REQUESTS:
- A) From the piece on Ettore de Cesare's tailoring, return the passage starting at "Ettore is a" and ending at "bigger or stronger.", copied word for word.
- B) For each statement below, state whether the piece on Ettore de Cesare's tailoring agrees with it, answering yes or no and quoting the words of the piece that settle it. (i) The jacket is made in a cloth from Holland & Sherry. (ii) Ettore's grandfather founded the workshop in 1970. (iii) Ettore studied law at university.

PAGE EXCERPT:
-- start --
In some ways, this navy jacket and topcoat from Ettore de Cesare are the antithesis of the Disguisery tweed jacket we featured last week.
Ettore is a third-generation Neapolitan tailor known for his close-fitting, unstructured garments and leather work.
The jacket - in a hopsack-like open-weave cloth from Holland & Sherry - is relatively short, small-shouldered and completely unpadded. Other than a touch of roping at the end of the shoulder, It makes no effort to make me look bigger or stronger.
It may make me look slimmer, but that's about it. (And even then, there is minimal difference in the fit through the waist.)
The contrast between it and the Disguisery tweed should be interesting, therefore, for readers evaluating where on the spectrum of size and structure they prefer to sit.
Readers may also understandably ask why I have jackets made in such different styles.
Partly it is the interests of the blog. I want Permanent Style to be a reference for all styles of tailoring, and that requires pieces made by a variety of tailors in their rough house style.
But in reality that is a minor reason. More important is the fact that I just enjoy different styles of tailoring.
I enjoy, in the same way, finely welted bespoke shoes, chunky cordovan boots, and simple, chic sneakers.
There are limits (all have points of quality and style in common) but the range is still fairly wide.
Of course, I will also wear these pieces of tailoring in different ways. I am more likely to wear English tailoring at a smarter occasion, with smarter accessories. I am more likely to wear a Neapolitan jacket with an open-necked denim shirt and slip-ons.
Ettore has not had much attention online as a visiting tailor, which I think is partly due to his tendency to bright colours/designs, and partly that so much of his clientele is in Italy - Naples and Milan.
However, the quality of the work is very high - and he offers something genuinely different in his familiarity with leather and suede.
The workshop was founded by his grandfather, who had trained at Rubinacci, in 1960. Ettore initially learnt tailoring at his grandfather's knee, working after school as many in Naples do.
But he left to go to university, studying economics, and comes across as a little more cosmopolitan than some tailors as a result. (He is also very tall - easily the most striking thing about him.)
-- end --
SUPPLIED MATERIAL:
-- start --
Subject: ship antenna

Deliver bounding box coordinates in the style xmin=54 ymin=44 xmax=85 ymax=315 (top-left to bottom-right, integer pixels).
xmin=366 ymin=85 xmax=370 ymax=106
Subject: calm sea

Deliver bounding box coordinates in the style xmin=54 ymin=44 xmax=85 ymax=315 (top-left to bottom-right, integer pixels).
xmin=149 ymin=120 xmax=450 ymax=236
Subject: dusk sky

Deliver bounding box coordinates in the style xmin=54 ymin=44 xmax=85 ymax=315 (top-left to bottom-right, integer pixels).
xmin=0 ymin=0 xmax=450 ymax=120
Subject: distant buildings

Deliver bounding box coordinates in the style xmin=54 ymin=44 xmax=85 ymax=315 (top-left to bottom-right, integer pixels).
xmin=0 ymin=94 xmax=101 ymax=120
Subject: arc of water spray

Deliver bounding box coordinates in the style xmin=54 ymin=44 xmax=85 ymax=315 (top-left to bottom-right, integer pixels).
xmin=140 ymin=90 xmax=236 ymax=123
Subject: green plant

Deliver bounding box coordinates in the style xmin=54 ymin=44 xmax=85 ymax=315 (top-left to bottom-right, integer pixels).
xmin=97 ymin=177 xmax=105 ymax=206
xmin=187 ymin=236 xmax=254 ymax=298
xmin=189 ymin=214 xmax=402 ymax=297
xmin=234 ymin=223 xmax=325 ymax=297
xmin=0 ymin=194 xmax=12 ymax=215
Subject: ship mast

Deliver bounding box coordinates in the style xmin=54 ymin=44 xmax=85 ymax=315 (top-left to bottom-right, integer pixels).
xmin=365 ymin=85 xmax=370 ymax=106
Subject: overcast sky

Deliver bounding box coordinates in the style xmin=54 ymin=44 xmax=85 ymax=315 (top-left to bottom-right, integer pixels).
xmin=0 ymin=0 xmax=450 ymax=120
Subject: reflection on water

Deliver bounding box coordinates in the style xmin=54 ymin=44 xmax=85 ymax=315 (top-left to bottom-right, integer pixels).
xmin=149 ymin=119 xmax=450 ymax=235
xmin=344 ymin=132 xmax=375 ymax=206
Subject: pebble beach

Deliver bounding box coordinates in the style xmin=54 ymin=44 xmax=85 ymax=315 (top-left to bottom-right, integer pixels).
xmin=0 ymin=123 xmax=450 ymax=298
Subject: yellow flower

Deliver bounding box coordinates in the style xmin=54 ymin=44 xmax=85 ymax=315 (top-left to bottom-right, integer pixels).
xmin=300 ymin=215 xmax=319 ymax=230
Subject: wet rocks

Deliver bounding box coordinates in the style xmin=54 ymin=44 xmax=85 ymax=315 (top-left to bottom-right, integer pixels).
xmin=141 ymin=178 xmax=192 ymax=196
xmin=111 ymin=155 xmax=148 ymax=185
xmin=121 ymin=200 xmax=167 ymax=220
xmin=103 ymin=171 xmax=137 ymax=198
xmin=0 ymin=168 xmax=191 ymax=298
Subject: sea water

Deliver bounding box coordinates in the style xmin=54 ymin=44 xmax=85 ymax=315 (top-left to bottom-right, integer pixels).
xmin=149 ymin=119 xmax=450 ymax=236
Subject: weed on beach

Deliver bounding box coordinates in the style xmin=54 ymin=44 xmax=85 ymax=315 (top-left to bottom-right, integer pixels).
-- end --
THE REPLIES:
- A)
Ettore is a third-generation Neapolitan tailor known for his close-fitting, unstructured garments and leather work.
The jacket - in a hopsack-like open-weave cloth from Holland & Sherry - is relatively short, small-shouldered and completely unpadded. Other than a touch of roping at the end of the shoulder, It makes no effort to make me look bigger or stronger.

- B)
(i) Yes: "in a hopsack-like open-weave cloth from Holland & Sherry"
(ii) No: "The workshop was founded by his grandfather, who had trained at Rubinacci, in 1960."
(iii) No: "he left to go to university, studying economics"